Dusseldorf Old Town Guided Walking Tour
- Market Square: See the 16th-century Town Hall and its ivy-clad clock tower, the bronze statue of town hero Jan Willem (and his horse), and a statue of the boy whose collections helped complete Willem's monument.
- Castle Square: The tower is all that remains of the castle, but it's a city icon. See the "crazy cartwheelers" fountain and a monument that tells 700 years of Dusseldorf history. Nearby is the city's namesake river, the Dussel.
- Churches: The early-Baroque St. Andreas is almost 400 years old, and delights with its ornate stucco exterior. The brick facade of St. Lambertus goes back to 1395; its warped wooden spire tells a great story. And the tall clock tower of the Neander connects Dusseldorf to the Protestant Reformation – and Europe's earliest humans.
About this Dusseldorf Tour
Dusseldorf is a city of stories, and they're told in its landmarks. They're told affectionately in Castle Square's Cartwheelers fountain, and seriously in the official city monument. This sculpted timeline was a 700th-anniversary gift, tracing Dusseldorf history back to its 1288 founding and depicting great battles, papal visits, and the river trade that built the city's fortune. Seemingly insignificant symbols hold other stories – if you know where to look.
Just south is Market Square, a living history library that tells the tale of Jan Wellem, the Dusseldorf duke who ruled the region at the end of the 17th century. His 1711 statue looms over that of the 1932 "Cast Boy," who collected silverware, jewelry, and coins from the citizenry when material ran out for the great man's sculpture.

**REQUIREMENTS:**
• a. Please set down the part of the Dusseldorf tour text that opens with the words containing "Dusseldorf Old Town" and closes with "river, the Dussel.".
• b. Summarize the Dusseldorf tour text in two sentences.

**DATA:**

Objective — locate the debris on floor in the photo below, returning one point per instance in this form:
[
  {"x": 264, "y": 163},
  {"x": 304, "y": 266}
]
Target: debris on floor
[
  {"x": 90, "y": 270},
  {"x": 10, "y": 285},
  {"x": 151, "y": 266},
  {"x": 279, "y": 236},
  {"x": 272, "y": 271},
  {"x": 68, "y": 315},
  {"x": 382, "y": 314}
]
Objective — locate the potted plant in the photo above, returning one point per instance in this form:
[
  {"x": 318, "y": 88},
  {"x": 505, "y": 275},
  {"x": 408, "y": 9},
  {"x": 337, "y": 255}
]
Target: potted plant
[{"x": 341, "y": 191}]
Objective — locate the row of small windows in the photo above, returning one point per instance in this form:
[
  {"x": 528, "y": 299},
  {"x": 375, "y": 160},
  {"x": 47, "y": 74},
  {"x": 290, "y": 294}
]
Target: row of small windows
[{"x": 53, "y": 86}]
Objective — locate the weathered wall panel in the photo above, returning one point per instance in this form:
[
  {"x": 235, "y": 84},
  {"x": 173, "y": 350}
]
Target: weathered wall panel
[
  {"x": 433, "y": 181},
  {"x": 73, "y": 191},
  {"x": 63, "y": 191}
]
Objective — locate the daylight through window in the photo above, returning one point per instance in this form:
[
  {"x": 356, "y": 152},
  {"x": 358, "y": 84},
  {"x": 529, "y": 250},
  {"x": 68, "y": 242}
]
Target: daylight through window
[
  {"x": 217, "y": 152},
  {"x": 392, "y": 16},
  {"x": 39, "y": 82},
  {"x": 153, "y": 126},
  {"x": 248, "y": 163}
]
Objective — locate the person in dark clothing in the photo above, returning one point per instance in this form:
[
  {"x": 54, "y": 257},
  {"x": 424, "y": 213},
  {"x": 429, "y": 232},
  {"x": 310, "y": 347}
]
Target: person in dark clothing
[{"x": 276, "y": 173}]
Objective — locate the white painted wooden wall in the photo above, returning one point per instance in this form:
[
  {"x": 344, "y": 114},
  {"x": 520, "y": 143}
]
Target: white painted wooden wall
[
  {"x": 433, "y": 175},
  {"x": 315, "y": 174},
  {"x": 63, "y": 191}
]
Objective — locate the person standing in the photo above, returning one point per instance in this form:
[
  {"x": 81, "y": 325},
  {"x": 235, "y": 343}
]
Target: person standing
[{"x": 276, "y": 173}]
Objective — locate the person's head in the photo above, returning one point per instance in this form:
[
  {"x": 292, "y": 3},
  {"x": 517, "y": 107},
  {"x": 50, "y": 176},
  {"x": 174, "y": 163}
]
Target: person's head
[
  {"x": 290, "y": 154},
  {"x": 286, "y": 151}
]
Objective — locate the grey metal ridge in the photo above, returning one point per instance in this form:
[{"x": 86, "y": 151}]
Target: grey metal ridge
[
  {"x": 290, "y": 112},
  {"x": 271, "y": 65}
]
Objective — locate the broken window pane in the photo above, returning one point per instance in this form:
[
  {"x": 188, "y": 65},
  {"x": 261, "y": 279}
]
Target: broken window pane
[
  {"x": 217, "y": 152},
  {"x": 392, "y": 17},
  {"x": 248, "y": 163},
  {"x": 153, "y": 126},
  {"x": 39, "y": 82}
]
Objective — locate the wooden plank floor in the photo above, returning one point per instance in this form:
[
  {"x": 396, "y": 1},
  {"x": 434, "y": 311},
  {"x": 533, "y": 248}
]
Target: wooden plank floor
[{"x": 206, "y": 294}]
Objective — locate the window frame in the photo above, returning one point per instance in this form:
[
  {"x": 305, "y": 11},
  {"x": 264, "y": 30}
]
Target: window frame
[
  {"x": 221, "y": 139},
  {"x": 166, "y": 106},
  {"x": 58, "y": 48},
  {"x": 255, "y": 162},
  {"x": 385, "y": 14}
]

**RESULTS:**
• a.
Dusseldorf Old Town Guided Walking Tour
- Market Square: See the 16th-century Town Hall and its ivy-clad clock tower, the bronze statue of town hero Jan Willem (and his horse), and a statue of the boy whose collections helped complete Willem's monument.
- Castle Square: The tower is all that remains of the castle, but it's a city icon. See the "crazy cartwheelers" fountain and a monument that tells 700 years of Dusseldorf history. Nearby is the city's namesake river, the Dussel.

• b. The Dusseldorf Old Town walking tour visits Market Square, Castle Square, and several churches, including St. Andreas, St. Lambertus, and the Neander. Its landmarks tell the city's stories, from the monument tracing Dusseldorf history back to its 1288 founding to the 1711 statue of the duke who ruled the region at the end of the 17th century.